DIRECTIVE
Copy the data below line for line, changing nothing.

(Some records)
(begin)

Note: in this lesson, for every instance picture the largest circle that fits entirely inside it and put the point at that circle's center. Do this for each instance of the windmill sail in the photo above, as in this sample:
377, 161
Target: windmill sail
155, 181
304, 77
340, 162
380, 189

(end)

ANSWER TO THE PROBLEM
Note: in this lesson, for every instance picture the largest circle that fits entirely inside it and put the point at that circle's center. Do this for each instance of the windmill sail in the photo above, as in this sample:
377, 161
Target: windmill sail
155, 181
304, 77
340, 162
380, 189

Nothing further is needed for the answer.